WHAT NEEDS TO BE DONE:
Without including any picture, transcribe the entries below word for word.

Dataset entries:
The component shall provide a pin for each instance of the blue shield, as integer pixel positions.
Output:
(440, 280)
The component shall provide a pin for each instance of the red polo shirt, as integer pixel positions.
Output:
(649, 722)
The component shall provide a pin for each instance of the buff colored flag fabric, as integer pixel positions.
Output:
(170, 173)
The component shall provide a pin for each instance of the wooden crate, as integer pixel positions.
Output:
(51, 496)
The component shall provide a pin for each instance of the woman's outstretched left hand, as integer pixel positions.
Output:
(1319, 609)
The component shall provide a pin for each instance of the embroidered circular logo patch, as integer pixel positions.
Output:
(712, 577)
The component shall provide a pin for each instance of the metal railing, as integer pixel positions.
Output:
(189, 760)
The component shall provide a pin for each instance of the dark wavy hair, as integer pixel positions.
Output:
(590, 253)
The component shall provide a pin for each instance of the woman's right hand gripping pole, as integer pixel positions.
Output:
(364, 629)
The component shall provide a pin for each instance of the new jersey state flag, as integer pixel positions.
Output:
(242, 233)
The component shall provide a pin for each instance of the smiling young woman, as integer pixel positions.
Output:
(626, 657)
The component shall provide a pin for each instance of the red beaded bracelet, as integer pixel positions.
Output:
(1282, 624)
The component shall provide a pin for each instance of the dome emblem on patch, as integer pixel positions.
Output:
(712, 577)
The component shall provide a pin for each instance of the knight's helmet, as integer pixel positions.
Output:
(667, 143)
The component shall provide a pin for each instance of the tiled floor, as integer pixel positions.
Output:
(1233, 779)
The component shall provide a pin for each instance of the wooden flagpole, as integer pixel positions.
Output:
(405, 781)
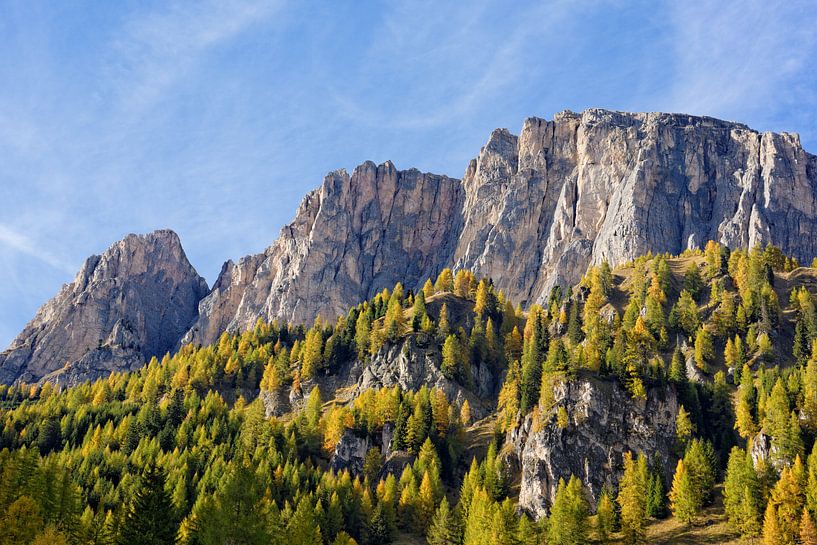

WRITTEN RESPONSE:
The component shall provide a pin for each instance of the blue shield, as integer pixel positions.
Output:
(440, 280)
The component shall provide a pin for each instance of the red polo shirt, as integer pixel positions.
Output:
(649, 722)
The component shall provide a pin for each instance of the buff colored flag fabric, as integer pixel positions.
Output:
(170, 173)
The component shall provide a pin for each instance of the wooden crate, as integer pixel positions.
Output:
(51, 496)
The component shall provide a pin for each instance of the woman's outstretched left hand, as integer pixel positions.
Output:
(1319, 609)
The component shall provide a pin for each instance of the embroidered circular logo patch, as integer pixel positions.
Output:
(712, 577)
The component shall provide a pin for each instance of the metal railing, as integer pixel positions.
Output:
(189, 760)
The component shall provide a pin for each instance of the dark wavy hair, as integer pixel positions.
Output:
(590, 253)
The component shall provide a pin for each instance of the woman's right hand gripping pole, as integer pixel positions.
Output:
(364, 629)
The component shall provide a pin for each instance of the new jersey state flag, as integer pixel positions.
Output:
(242, 233)
The component shall provide a pin for each instance of the smiling young woman, as integer pixel positions.
Output:
(626, 657)
The component shall provide a pin for each instance of the red beaded bracelet, as integer pixel positions.
Output:
(1282, 624)
The component shall provide a pin for each instance of the dome emblem on patch, as integer pixel positions.
Output:
(712, 577)
The component shall provide a pin for each instance of the knight's helmet, as integer pixel positions.
Output:
(667, 143)
The component shall provide a pin for each instance of the tiled floor, as integer pixel positions.
Output:
(1233, 779)
The component shall provide a pin for each instance of the wooden flagpole, as integer pixel positions.
Output:
(405, 781)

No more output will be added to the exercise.